▶ _Exercise directions_:
Find every line in the items below that contains the string "bowl" and copy each one. Case counts.

▶ _Stored rows_:
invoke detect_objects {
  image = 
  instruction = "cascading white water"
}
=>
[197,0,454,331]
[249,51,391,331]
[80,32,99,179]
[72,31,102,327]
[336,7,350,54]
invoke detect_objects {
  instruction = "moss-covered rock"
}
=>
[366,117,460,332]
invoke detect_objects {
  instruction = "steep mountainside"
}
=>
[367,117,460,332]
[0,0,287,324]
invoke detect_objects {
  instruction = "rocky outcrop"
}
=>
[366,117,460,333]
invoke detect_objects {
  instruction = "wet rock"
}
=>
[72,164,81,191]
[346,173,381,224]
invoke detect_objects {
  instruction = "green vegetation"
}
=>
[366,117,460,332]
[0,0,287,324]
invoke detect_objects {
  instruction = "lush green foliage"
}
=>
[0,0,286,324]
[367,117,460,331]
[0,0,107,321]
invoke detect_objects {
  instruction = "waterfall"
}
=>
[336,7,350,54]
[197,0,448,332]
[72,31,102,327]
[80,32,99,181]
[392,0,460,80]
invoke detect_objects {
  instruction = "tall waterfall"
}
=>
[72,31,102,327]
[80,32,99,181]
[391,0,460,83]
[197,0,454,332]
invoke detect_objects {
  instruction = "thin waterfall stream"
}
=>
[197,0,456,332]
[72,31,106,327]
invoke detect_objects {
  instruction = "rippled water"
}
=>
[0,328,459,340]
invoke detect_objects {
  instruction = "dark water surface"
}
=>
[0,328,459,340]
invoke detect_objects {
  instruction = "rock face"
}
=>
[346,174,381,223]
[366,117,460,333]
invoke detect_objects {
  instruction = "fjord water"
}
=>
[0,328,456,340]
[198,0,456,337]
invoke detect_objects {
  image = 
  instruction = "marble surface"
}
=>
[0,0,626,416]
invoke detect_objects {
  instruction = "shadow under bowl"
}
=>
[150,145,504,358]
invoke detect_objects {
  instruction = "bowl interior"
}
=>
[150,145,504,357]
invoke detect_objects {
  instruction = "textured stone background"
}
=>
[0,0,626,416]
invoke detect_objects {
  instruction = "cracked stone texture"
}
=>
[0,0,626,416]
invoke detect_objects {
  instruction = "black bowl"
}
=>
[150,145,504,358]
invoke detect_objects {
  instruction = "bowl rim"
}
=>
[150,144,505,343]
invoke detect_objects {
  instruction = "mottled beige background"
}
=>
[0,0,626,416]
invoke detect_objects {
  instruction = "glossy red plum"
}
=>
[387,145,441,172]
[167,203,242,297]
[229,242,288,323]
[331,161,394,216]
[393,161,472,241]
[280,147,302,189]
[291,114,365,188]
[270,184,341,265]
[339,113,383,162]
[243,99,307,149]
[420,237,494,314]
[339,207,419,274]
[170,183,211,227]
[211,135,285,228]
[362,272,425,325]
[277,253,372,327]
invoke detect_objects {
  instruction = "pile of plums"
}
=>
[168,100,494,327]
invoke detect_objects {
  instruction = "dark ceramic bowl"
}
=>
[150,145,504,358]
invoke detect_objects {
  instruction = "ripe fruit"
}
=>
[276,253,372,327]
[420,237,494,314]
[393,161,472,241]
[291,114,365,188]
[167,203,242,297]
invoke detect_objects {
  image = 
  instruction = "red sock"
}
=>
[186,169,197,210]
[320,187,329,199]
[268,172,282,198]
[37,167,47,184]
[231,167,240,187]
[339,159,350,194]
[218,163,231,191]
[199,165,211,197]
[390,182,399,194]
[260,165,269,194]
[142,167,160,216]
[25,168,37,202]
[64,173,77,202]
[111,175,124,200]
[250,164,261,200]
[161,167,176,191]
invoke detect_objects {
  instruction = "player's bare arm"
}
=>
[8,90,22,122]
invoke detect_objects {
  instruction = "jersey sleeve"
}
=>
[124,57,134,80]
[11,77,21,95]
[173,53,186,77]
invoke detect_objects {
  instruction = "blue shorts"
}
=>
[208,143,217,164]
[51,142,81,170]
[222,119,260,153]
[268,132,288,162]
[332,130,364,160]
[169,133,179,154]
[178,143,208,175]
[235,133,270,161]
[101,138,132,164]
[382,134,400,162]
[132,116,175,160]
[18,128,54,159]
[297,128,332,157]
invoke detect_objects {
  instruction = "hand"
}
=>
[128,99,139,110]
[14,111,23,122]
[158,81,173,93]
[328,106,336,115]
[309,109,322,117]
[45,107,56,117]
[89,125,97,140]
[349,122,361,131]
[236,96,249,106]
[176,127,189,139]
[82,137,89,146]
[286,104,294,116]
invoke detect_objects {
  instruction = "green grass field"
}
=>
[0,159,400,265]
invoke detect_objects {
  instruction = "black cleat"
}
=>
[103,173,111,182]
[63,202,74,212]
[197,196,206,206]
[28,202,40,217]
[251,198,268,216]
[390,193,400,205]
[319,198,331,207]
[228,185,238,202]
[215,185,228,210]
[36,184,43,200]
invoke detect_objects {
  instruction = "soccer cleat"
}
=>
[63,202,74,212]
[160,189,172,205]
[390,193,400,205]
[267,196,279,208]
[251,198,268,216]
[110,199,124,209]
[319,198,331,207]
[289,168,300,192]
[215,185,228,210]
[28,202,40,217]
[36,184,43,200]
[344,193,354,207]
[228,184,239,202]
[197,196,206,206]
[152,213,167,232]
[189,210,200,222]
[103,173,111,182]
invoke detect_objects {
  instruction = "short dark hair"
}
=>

▶ _Solution to the exercise_:
  instruction = "shadow under bowl"
  instruction = "bowl interior"
  instruction = "black bowl"
  instruction = "bowl rim"
  instruction = "dark ceramic bowl"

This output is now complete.